**WHAT YOU WILL DO**
Below is some material; set it all down exactly, apart from the pictures.

**Object pointing dataset rows**

[BEGIN]

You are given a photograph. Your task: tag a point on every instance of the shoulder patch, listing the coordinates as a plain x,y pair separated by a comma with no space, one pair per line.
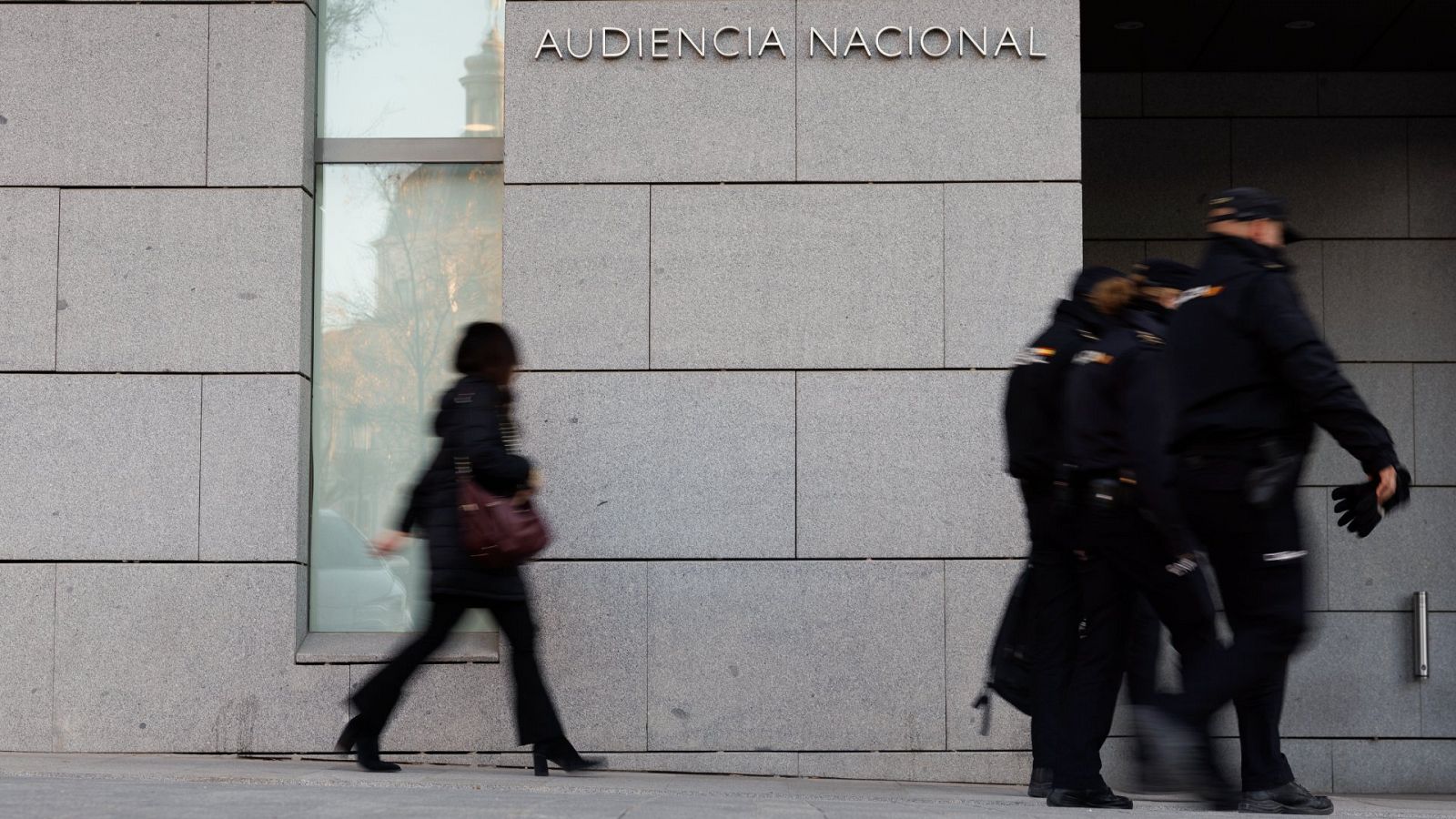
1206,292
1034,356
1092,358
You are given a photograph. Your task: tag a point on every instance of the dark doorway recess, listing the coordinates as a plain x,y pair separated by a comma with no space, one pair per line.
1269,35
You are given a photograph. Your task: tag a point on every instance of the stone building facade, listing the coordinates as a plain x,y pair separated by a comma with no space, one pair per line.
768,305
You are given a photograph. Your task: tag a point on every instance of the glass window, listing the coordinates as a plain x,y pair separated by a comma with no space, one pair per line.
411,67
407,256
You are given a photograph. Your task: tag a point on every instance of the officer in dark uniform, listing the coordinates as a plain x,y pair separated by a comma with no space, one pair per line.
1034,442
1251,378
1128,526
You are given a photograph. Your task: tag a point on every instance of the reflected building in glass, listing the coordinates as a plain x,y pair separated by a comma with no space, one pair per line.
408,256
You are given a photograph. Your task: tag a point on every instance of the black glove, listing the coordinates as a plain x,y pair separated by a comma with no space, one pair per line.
1358,508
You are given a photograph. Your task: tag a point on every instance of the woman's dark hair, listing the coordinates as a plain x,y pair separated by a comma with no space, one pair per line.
1114,295
487,350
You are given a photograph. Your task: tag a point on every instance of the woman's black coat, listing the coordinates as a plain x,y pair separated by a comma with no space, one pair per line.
470,426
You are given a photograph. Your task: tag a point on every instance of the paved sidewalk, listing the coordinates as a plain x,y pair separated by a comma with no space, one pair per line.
226,787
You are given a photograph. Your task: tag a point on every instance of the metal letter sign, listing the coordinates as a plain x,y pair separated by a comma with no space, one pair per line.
732,43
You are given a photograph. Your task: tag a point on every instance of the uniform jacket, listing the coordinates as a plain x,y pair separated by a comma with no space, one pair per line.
470,426
1118,417
1033,409
1249,363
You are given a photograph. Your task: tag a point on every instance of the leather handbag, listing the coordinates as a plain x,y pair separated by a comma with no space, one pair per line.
494,531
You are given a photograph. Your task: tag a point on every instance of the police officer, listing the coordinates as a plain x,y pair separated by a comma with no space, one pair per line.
1251,378
1034,442
1128,528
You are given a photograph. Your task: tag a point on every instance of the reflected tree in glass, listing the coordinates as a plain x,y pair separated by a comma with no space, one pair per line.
408,257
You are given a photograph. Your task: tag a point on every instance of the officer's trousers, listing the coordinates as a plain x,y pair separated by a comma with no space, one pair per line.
1259,566
1125,561
1056,605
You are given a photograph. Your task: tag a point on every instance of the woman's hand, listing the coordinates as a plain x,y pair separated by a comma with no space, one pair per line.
388,542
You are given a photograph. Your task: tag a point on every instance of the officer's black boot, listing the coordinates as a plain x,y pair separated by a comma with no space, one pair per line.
1088,797
1290,797
1040,785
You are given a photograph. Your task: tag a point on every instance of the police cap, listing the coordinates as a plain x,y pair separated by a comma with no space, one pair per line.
1165,273
1247,205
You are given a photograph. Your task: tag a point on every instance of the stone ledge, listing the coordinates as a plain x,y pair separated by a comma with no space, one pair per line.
363,647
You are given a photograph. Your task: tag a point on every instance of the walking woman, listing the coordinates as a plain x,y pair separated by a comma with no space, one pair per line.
473,426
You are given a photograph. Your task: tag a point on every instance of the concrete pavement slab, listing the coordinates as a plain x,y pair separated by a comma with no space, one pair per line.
229,787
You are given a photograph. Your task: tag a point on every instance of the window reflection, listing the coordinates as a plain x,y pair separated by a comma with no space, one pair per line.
412,67
408,254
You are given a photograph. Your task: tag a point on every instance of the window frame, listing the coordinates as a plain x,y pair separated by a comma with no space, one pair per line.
349,647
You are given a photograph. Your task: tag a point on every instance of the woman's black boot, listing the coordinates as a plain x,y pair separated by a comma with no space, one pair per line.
562,753
359,736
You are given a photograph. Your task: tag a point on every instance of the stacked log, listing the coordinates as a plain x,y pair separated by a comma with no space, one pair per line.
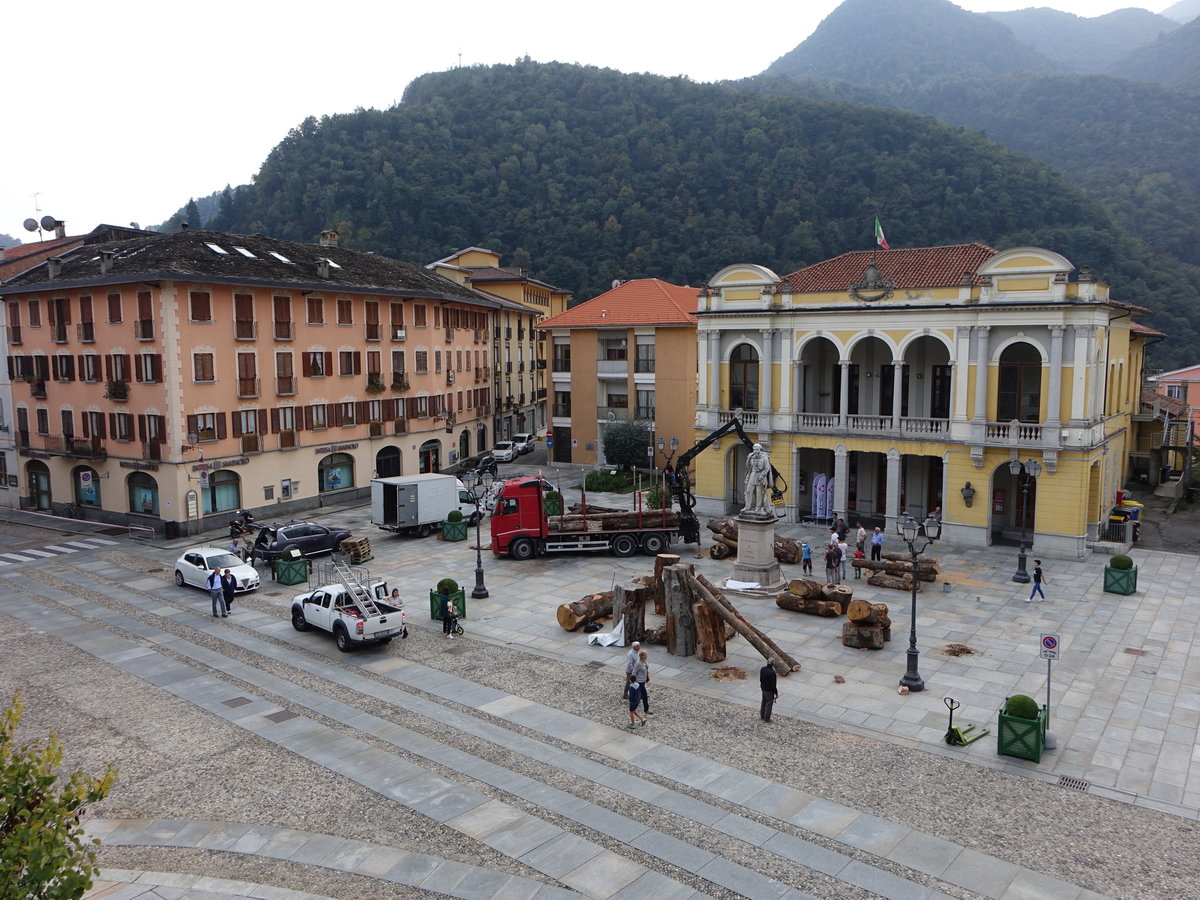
869,625
588,609
808,597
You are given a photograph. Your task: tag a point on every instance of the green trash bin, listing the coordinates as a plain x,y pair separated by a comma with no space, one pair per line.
460,604
292,571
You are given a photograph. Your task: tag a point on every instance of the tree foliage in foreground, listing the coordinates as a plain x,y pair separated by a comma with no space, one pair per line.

[END]

**OUTPUT FOR THIS EXERCISE**
You are given a photograph. Your task: tag a point on every instance of the shoulder patch, listing the coordinates as a plain x,y pair separated by a comma with no space, one pair per line.
1206,292
1034,356
1092,358
You are given a photograph. Your task: tag a point on every instance of the dark doorway recess, listing the coordinates as a plain x,y pair separated by a comma with no space, one pair per line.
1269,35
You are given a photograph. Your task: tag a point on every instance of the stone building facade, listing the coordinates as a plain x,y pair separated by a comma with no space, one pair per line.
768,305
You are given a photograph. Your task: tag a point on every instance of the glass window, listing the coordinates as a plain x,y pair separated by a comma with no space, one pair per line.
411,67
407,256
You are given a photograph. Your task: tag a point on every instance of the officer in dark uniform, listing the coordinates as a plain x,y pair separated by a comma with no space, one pair per line.
1034,442
1251,378
1128,526
You are given a photograph. Your task: tag a point on every instance of the reflected building in glass, listing the coordinates as a plain x,y pair separated by a comma with no space, one pair per line.
408,256
You are given a photograph. Your task: tag a point on every instance of the black glove, listing the coordinates as a plain x,y pair separated by a comma with no space, one pair per line.
1358,508
You are given a photograph. Your task: tag a point on every instance of the woman's dark hair, listing the coordinates as a plain x,y pair separated by a comma with no space, one pair per line.
1114,295
487,350
You are given a photograph. Your task: tag a point on every instance of the woman's black coat, listing the coordinates as a plain x,y pair separated by a comma with no space, one pair per line.
470,426
You are given a photograph. Your task: tag a point on every instance of the paved sidewalk, listing the coordinates as a plain x,y pair separated by a comma with no space, one pair per line.
226,787
You are given a photograph. Your task: tag a point on every instance of the metal letter sign, listing the coordinates as a plain x,y pair separated by a comma with no space, one pair per line.
732,43
You are given a photograph. Your task: tag a point on every instance of the uniform jacket, listing the coordinates as a plain x,y pair separated by a comma with no space, one pair per line.
470,426
1118,417
1033,409
1249,363
You are given a photograph. Your task: tag a point on every instance of the leather handbag, listing the coordinates as a plain x,y pair separated by a comma with no space, one pair per line.
494,531
You are given a photograph. Your task: tag a point on every instance of the police officer, listing the coordinates as a plain x,y pair separated by a comma with no space, one pair per line.
1251,378
1034,442
1128,528
You are given a photograph. Your task: tag a point on every instance of the reflected tree in glass, listing the coordinates as a plain x,y pair separated by a comma with no space, one pair per line.
408,257
You are given a photograph. Your task: tag a point on every instance of the officer's trousers, listing the coordinates as a plain x,y pair separated by a comma with no space, one pair per line.
1259,566
1125,561
1056,605
You are given a photograph. Your task: tag a point on every instance of the woman's hand, listing the coordinates as a plain x,y pair separated by a comma with no space, one pair per line.
388,542
You are given a photograph. Your task: tag a point on every instance of the officer's black boot, listing the coordinates as a plain x,y pair separated by a comma with no space, one pair per line.
1088,797
1290,797
1040,785
You are given a photograph. Your task: tag a point on every instance of the police cap, listing the coordinates as a plain x,y pair separated by a comma with no space, one pair per line.
1165,273
1247,205
You are given a photograph. Your task: tag a point on every instance of the stone ledge, listing the coordinates as a plain x,y pair separated by a comma with no space, one pair per line.
363,647
You are given a photograph. Your task: tag a point on every instance of the walking woman, listing the coordinates as a plain x,y pair separated by a comma with no space, one pair per line.
473,426
You are given a photograph. Your task: tag a point on every instance of the concrete pavement slab, listing the coordinates as a plain x,y pair separated by a comma with no space, one pair per line.
229,787
You are given a photograph. Your task: tag a point on every instance of the window reflection, listing the coordinates as a plain x,y pair separated by a comma with no space, one pair per line.
412,67
408,254
You are given a photograph. Your task: tag a point on every instance of the window frame, listing the coordinates as a plain x,y pair separated by a comma with no space, one pair per line.
349,647
You are given a photograph. Your task: tag a point on every instance of the woman's black boot, listing the coordinates as a plain x,y pair separated by a comma with no space, one pair per line.
562,753
359,736
You are given a photograph. Your task: tag a point on every instance of the stacked log, listing the coordinates as a plain x,y pair separated by a comma with no space, one pair per line.
869,625
588,609
808,597
You are given a photograph. Your task: tag a point on every instance of the green trash bin, listing the coordinates as a plain x,y pair separated by a comma with no space, one pair per line.
460,604
292,571
You are given a photograph. Your task: tag a point on every instance of the tree foliage in foreground, listing the coordinates as a plain x,y pair separated by a comma with no space, one pair per line.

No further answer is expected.